TUGAS LATIHAN: Kutiplah bagian teks tentang Suku Anak Dalam, mulai dari "Jarak antara kerajaan" sampai dengan "Suku Anak Dalam.".
══ TEKS BACAAN
Sabtu, 17 November 2012

Devia Melisa Putri (Runner Up II Putri Pariwisata Jambi 2011) : Suku Anak Dalam Jambi ( Suku Kubu )







Asal Usul Suku Anak Dalam
Pada zaman dahulu kala terjadi peperangan antara kerajaan Jambi yang di pimpin oleh Putri Selaras Pinang Masak dan Kerajaan Tanjung Jabung yang dipimpim oleh Rangkayo Hitam. Peperangan ini semakin berkobar, hingga akhirnya di dengar oleh Raja Pagar Ruyung, yaitu ayah dari Putri Selaras Pinang Masak.Untuk menyelesaikan peperangan tersebut Raja Pagar Ruyung mengirimkan prajurit prajurit yang gagah berani untuk membantu kerajaan Jambi yang dipimpin oleh Putri Selaras Pinang Masak. Raja Pagar Ruyung memerintah agar dapat menaklukkan Kerajaan Rangkayo Hitam. Mereka menyanggupi dan bersumpah tidak akan kembali sebelum menang.
Jarak antara kerajaan Pagar Ruyung dengan kerajaan Jambi sangat jauh dan harus melalui hutan rimba belantara dengan berjalan kaki. Perjalanan mereka sudah berhari hari lamanya, kondisi mereka sudah mulai menurun, sedangkan persediaan bahan makanan sudah habis. Perjalanan ini  membuat mereka malu untuk kembali lagi. Akhirnya, mereka bermusyawarah untuk mempertahankan diri hidup di dalam hutan. Untuk menghindari rasa malu, mereka mencari tempat-tempat sepi dan jauh ke dalam rimba raya. Kehidupan mereka makin lama makin terpencil, dan keturunan mereka menamakan dirinya Suku Anak Dalam.
Tentang Suku Anak Dalam ini, Ruliyanto, Wartawan koran Tempo (April 2002) menulis bahwa sejumlah artikel terakhir menyebutkan orang rimba merupakan kelompok melayu tua lainnya di Indonesia seperti orang Dayak, Sakai, Mentawai, Nias, Toraja, Sasak, Papua, dan Batak pedalaman. Kelompok Melayu Tua merupakan eksodus gelombang pertama Yunani (dekat lembah Sungai Yang Tze di Cina Selatan) yang masuk ke Indonesia selatan 2000 tahun sebelum masehi. Mereka kemudian tersingkir dan lari ke hutan ketika kelompok melayu muda datang dengan mengusung peradaban yang lebih tinggi antara tahun 2000 – 3000 sebelum masehi.
════
══ DATA YANG DIBERIKAN
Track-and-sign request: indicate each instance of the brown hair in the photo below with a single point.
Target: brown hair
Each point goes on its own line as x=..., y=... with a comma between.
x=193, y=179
════
══ DATA YANG DIBERIKAN
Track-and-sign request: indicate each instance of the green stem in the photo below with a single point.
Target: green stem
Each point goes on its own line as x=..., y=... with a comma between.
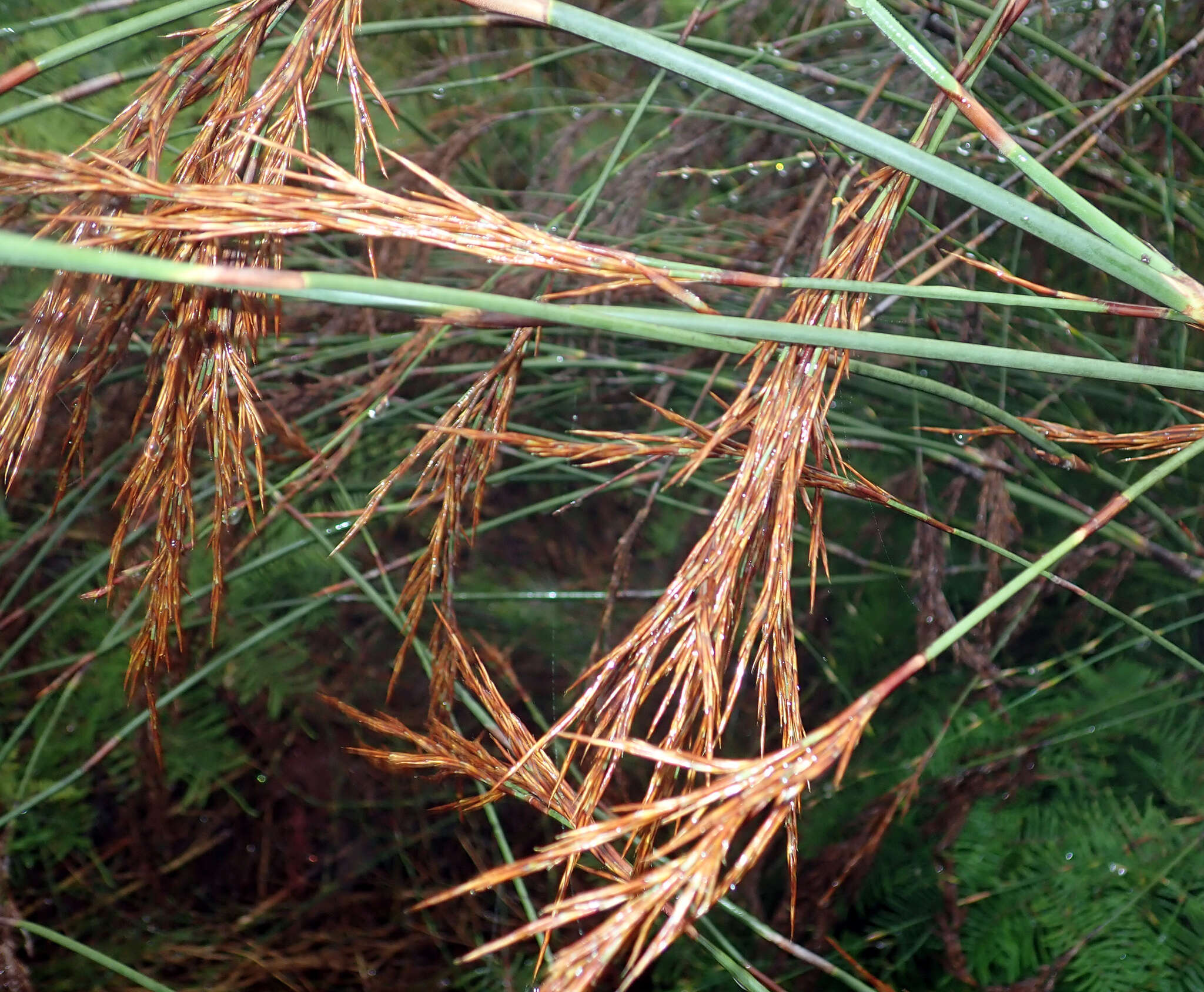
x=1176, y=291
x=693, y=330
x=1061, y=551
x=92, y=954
════
JAWABAN LATIHAN:
Jarak antara kerajaan Pagar Ruyung dengan kerajaan Jambi sangat jauh dan harus melalui hutan rimba belantara dengan berjalan kaki. Perjalanan mereka sudah berhari hari lamanya, kondisi mereka sudah mulai menurun, sedangkan persediaan bahan makanan sudah habis. Perjalanan ini  membuat mereka malu untuk kembali lagi. Akhirnya, mereka bermusyawarah untuk mempertahankan diri hidup di dalam hutan. Untuk menghindari rasa malu, mereka mencari tempat-tempat sepi dan jauh ke dalam rimba raya. Kehidupan mereka makin lama makin terpencil, dan keturunan mereka menamakan dirinya Suku Anak Dalam.